**Passage provided:**
#####
Do you have a recirc valve or a BOV?







Has that been on a dyno?


----------



## steven12345 (Jul 18, 2006)

*Re: (TIGninja)*

its DV and no i havent had a dyno done


----------



## gtvento13 (Oct 4, 2007)

*Re: (steven12345)*

can you get some pics of the engine bay so we can see what you have going on


----------



## steven12345 (Jul 18, 2006)

*Re: (gtvento13)*

no prob ill have them up tomorrow


----------



## steven12345 (Jul 18, 2006)

*Re: (steven12345)*


----------



## gtvento13 (Oct 4, 2007)

*Re: (steven12345)*

i cant tell if there's anything on the end of the pcv, but if it's blocked it shouldnt be. if its open you should put a filter there. 
also, maybe the way your dv is routed is causing this. it should be routed AT LEAST 6-8 inches behind the maf.


----------



## steven12345 (Jul 18, 2006)

*Re: (gtvento13)*

you think that moving it back closer to the turbo inlet could fix the problem?


----------



## [email protected] (Oct 6, 2009)

*FV-QR*

no.


----------



## steven12345 (Jul 18, 2006)

*Re: FV-QR ([email protected])*

damit why cant there be like a switch somewhere i didnt flick so it would just work right


----------



## gtvento13 (Oct 4, 2007)

*Re: FV-QR (steven12345)*

idk i was always told not to have the dv routed too close to the maf. it wont cost you anything, i say give it a go


----------



## [email protected] (Oct 6, 2009)
#####
**Extracted information:**
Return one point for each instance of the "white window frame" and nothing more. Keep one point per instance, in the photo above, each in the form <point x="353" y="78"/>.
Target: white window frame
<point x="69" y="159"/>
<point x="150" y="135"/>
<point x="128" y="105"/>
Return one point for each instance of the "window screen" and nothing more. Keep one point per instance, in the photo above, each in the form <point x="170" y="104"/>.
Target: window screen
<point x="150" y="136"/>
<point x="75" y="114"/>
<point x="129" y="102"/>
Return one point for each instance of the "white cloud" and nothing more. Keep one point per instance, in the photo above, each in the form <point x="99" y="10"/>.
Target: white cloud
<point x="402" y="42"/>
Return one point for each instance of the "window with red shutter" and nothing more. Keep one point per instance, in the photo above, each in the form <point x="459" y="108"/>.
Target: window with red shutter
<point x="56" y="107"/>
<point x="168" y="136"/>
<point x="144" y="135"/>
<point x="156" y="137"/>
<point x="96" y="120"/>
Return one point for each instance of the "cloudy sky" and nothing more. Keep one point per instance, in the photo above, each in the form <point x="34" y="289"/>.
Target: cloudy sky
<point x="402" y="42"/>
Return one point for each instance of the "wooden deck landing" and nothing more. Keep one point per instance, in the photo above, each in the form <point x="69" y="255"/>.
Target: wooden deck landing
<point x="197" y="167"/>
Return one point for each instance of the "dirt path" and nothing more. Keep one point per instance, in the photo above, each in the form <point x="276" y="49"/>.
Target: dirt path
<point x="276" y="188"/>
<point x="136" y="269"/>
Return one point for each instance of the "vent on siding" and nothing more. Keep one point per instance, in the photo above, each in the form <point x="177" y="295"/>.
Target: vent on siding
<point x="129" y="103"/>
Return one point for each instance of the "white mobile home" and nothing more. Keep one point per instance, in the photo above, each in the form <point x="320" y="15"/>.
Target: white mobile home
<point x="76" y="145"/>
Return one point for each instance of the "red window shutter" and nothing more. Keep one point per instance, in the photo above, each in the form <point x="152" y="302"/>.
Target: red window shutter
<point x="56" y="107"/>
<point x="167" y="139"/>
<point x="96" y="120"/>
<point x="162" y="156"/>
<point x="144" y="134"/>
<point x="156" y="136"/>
#####
**Written instruction 1:** In the forum thread, swap "filter" for "breather" and write out the part that begins at the words "i cant tell" and stops after "fix the problem?".
**Written instruction 2:** Keep the forum thread going from the point where it stops.
You won't need the listing for this.

**Task answer 1:**
i cant tell if there's anything on the end of the pcv, but if it's blocked it shouldnt be. if its open you should put a breather there. 
also, maybe the way your dv is routed is causing this. it should be routed AT LEAST 6-8 inches behind the maf.


----------



## steven12345 (Jul 18, 2006)

*Re: (gtvento13)*

you think that moving it back closer to the turbo inlet could fix the problem?

**Task answer 2:**
*FV-QR*


_Quote, originally posted by *gtvento13* »_idk i was always told not to have the dv routed too close to the maf. it wont cost you anything, i say give it a go


he's going rich at WOT while in boost. The DV stays shut during this time.


----------



## gtvento13 (Oct 4, 2007)

*Re: FV-QR ([email protected])*

touche


----------



## steven12345 (Jul 18, 2006)

*Re: FV-QR (gtvento13)*

what would control this... does the ecu have anything to do with fueling at WOT


----------



## [email protected] (Oct 6, 2009)

*FV-QR*


_Quote, originally posted by *TBT-Syncro* »_
maf
TPS
02 sensor
CTS

^^^


----------



## steven12345 (Jul 18, 2006)

*Re: FV-QR ([email protected])*

i changed or swiched all of that out


----------



## [email protected] (Oct 6, 2009)

if you really are running lower than 10:1 you should be misfiring/stuttering.
But lets review:
You've replaced or swapped out:
MAF
CLT 
TPS
O2 (oem)
O2 (wideband)
FPR
You've checked for leaks and have none.
You've calibrated your wideband? (if applicable)
If all that checks out. Then the only thing left for me to think is the Tune is f'd (why i dont know, leave that to c2)
But you were saying it just all of a sudden started happening? Or did you just get a wideband one day and realize it was happening?


----------



## steven12345 (Jul 18, 2006)

*Re: ([email protected])*

just got a wideband and saw it was.. its missfireing a bit as well


----------



## [email protected] (Oct 6, 2009)

*FV-QR*


_Quote, originally posted by *steven12345* »_just got a wideband and saw it was.. its missfireing a bit as well


Then the last thing i'd suggest is to get it on a dyno so you can get a reading/log of the a/f curve and send that to them. I'm sure Jeff could fix it in a blink of an eye.


----------



## steven12345 (Jul 18, 2006)

*Re: FV-QR ([email protected])*

k well any other advice im still trying to find a dyno that is avaible in my area


----------



## [email protected] (Oct 6, 2009)

*FV-QR*

http://www.smokemup.com/utils/dynosearch.php


----------



## 1098lover (May 16, 2009)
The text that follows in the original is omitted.